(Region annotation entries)
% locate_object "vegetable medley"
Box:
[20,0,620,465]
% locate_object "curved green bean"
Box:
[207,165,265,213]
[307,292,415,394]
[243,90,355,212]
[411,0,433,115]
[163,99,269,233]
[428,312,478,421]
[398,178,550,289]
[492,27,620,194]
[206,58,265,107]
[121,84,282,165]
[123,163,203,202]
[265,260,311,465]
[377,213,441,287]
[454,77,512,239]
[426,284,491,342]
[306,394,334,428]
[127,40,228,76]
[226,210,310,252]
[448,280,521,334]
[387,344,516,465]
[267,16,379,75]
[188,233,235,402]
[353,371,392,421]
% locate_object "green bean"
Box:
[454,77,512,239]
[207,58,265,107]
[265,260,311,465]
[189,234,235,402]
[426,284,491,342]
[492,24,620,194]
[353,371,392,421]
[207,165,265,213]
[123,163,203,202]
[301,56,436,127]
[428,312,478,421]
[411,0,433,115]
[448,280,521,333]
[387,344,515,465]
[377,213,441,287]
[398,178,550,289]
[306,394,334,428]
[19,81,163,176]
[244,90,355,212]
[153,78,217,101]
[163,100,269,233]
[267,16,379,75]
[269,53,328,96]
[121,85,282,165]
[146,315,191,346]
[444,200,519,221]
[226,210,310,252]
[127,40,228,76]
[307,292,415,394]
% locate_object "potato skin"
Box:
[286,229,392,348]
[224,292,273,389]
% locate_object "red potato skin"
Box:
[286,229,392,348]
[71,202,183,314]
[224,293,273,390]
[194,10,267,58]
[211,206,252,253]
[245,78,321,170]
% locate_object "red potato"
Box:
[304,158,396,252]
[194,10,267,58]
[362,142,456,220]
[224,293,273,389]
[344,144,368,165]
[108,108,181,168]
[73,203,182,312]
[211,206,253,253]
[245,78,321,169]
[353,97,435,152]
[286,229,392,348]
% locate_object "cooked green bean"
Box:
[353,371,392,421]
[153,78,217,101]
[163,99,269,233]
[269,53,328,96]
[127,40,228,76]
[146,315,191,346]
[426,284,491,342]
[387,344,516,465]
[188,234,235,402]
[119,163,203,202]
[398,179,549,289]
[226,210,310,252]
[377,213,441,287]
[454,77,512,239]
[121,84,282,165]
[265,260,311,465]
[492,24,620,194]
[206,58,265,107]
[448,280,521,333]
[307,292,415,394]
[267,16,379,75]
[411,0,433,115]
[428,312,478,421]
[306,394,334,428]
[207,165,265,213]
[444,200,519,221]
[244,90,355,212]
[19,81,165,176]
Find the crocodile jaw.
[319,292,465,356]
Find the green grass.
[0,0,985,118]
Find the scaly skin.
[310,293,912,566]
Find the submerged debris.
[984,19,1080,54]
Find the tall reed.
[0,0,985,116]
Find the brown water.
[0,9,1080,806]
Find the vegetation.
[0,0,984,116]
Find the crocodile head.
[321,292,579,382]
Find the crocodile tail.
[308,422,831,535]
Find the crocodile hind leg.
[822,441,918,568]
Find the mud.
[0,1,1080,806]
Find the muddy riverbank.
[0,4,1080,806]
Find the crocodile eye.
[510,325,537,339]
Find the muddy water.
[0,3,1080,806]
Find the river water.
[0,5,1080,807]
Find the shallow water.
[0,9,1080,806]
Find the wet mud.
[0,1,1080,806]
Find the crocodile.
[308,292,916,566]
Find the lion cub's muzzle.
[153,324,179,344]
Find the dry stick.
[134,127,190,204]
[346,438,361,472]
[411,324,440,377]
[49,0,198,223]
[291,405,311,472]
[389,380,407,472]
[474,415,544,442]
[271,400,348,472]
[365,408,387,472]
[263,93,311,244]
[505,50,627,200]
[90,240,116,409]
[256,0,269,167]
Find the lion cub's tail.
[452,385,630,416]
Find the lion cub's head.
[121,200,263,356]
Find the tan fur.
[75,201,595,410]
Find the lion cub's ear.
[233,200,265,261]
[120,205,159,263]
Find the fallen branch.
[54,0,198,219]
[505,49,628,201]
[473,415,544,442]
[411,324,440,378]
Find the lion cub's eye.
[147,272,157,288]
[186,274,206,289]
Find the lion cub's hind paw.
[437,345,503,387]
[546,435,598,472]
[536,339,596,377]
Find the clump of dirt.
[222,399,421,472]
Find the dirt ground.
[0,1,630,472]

:: Problem to solve ::
Copy out the portion of the records that opens with the line containing "Find the wet mud." and closes with the line containing "[120,205,159,263]", including both of those lines. Reproduce each line unchanged.

:: The completed task ::
Find the wet mud.
[0,1,1080,806]
Find the crocodile.
[308,292,916,566]
Find the lion cub's muzzle.
[153,324,179,344]
Find the dry stick.
[134,127,190,204]
[346,438,361,472]
[411,324,440,377]
[49,0,198,223]
[291,405,311,472]
[389,380,407,472]
[474,415,544,442]
[271,400,348,472]
[365,408,387,472]
[263,93,311,244]
[505,50,627,200]
[90,240,116,409]
[256,0,269,167]
Find the lion cub's tail.
[452,385,630,416]
Find the lion cub's head.
[121,200,263,356]
Find the tan fur.
[75,201,595,410]
Find the lion cub's ear.
[233,200,265,261]
[120,205,159,263]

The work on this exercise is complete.